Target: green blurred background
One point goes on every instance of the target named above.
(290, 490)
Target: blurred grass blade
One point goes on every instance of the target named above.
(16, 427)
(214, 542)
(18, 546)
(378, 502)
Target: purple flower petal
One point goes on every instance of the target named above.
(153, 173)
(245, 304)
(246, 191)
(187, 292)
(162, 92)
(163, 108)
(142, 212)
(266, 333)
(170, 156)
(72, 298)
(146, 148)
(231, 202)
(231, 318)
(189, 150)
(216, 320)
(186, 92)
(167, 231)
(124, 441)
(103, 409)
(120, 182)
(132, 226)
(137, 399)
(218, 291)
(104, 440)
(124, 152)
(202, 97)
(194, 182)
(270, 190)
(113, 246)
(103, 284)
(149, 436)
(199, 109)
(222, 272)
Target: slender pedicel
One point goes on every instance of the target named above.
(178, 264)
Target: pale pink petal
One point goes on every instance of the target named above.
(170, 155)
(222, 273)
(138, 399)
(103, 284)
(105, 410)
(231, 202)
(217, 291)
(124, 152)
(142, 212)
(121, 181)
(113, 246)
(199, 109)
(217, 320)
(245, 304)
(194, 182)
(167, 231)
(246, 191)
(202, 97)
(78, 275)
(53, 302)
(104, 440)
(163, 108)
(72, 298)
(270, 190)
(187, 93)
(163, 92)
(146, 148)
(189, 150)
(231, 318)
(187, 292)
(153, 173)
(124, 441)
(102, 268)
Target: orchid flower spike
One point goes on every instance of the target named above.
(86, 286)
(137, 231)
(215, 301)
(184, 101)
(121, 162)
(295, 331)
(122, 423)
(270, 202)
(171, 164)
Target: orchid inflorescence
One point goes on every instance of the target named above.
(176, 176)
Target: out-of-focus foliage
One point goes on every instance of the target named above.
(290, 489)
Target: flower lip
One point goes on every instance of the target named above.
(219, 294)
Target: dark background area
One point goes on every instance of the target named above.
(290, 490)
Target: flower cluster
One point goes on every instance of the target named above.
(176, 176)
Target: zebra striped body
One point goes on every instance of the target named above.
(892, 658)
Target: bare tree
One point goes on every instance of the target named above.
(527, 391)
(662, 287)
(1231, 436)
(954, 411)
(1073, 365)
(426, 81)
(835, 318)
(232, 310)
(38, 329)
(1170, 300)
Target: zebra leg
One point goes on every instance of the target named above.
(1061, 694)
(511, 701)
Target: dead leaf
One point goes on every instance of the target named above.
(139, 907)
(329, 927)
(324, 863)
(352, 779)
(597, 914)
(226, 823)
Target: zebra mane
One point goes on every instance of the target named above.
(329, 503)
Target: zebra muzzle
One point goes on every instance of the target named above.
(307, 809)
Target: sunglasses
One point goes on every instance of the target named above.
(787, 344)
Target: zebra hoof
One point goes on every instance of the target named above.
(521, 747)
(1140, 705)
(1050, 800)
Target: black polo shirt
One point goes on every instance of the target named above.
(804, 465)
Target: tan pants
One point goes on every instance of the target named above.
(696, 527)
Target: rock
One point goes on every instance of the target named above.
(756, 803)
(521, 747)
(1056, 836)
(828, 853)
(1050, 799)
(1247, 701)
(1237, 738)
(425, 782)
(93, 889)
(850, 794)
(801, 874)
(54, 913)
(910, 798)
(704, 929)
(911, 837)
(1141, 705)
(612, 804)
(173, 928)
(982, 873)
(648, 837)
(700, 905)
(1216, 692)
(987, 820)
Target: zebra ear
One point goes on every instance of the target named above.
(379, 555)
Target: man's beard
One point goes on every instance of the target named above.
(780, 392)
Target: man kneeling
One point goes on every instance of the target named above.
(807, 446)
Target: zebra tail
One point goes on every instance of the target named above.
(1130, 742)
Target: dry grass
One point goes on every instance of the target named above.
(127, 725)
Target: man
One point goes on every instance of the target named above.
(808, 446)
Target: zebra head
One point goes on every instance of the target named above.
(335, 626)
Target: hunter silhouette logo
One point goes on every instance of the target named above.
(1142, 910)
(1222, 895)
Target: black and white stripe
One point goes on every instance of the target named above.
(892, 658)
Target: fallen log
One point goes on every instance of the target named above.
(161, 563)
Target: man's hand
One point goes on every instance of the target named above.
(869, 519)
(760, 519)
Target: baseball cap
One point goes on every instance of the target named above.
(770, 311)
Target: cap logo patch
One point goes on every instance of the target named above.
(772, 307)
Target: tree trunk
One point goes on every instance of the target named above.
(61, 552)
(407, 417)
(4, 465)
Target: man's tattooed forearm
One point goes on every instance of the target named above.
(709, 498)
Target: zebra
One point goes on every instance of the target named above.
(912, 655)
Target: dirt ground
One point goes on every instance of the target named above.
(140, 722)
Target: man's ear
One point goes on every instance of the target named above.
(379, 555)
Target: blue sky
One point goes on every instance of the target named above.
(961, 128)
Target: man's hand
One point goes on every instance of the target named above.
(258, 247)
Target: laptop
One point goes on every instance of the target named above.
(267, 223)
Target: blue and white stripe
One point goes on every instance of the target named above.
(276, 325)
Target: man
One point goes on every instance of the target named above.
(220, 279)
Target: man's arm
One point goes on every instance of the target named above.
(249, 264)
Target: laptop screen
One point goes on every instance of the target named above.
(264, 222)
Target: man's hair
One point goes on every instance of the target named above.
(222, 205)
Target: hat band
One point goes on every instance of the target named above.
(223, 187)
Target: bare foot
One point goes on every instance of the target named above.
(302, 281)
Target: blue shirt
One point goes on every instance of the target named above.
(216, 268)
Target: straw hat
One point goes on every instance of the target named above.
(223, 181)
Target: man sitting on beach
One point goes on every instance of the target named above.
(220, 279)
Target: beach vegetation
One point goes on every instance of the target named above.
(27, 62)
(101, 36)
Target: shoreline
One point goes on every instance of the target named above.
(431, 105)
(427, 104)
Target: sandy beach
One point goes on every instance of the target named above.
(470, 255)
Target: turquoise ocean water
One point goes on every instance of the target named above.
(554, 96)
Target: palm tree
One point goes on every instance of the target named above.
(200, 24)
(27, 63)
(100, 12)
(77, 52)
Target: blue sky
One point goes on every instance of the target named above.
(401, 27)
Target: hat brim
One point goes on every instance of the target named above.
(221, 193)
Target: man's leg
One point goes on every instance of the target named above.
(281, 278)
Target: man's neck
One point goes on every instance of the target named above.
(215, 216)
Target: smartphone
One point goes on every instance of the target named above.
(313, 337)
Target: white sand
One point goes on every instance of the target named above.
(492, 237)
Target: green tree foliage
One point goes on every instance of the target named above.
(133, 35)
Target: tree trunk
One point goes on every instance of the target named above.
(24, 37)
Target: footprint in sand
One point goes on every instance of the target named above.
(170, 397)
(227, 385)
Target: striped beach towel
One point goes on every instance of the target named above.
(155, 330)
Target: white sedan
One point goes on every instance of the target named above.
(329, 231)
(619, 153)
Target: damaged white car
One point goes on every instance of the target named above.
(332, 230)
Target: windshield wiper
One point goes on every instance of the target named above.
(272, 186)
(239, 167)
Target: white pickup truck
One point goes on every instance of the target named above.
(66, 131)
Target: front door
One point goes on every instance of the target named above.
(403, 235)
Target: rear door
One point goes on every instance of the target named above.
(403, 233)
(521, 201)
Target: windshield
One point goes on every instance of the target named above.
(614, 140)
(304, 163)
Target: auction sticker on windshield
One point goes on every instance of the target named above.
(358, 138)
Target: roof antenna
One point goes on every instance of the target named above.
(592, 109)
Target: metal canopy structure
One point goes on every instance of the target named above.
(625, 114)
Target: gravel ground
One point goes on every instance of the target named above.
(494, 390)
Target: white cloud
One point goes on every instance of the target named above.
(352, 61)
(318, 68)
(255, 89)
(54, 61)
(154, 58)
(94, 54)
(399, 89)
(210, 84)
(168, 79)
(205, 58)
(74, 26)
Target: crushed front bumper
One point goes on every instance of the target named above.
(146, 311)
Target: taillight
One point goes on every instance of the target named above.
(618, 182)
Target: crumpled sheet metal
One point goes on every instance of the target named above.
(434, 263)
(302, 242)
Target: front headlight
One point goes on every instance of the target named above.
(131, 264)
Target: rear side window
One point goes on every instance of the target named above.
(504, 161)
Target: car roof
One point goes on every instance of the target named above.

* * *

# Request:
Print the rows starting at the line that contains "Target: dark background area" and ending at the line that contains "(1170, 300)", both included, unchanged.

# Solution for this task:
Target: dark background area
One point goes on every instance of the target named above.
(290, 490)
Target: flower cluster
One point goes on every instance of the target named above.
(176, 176)
Target: zebra striped body
One point goes on every instance of the target named above.
(892, 658)
Target: bare tree
One point goes on every instance of the target named above.
(527, 391)
(662, 287)
(1231, 436)
(954, 411)
(1073, 365)
(426, 81)
(835, 318)
(232, 310)
(38, 329)
(1170, 300)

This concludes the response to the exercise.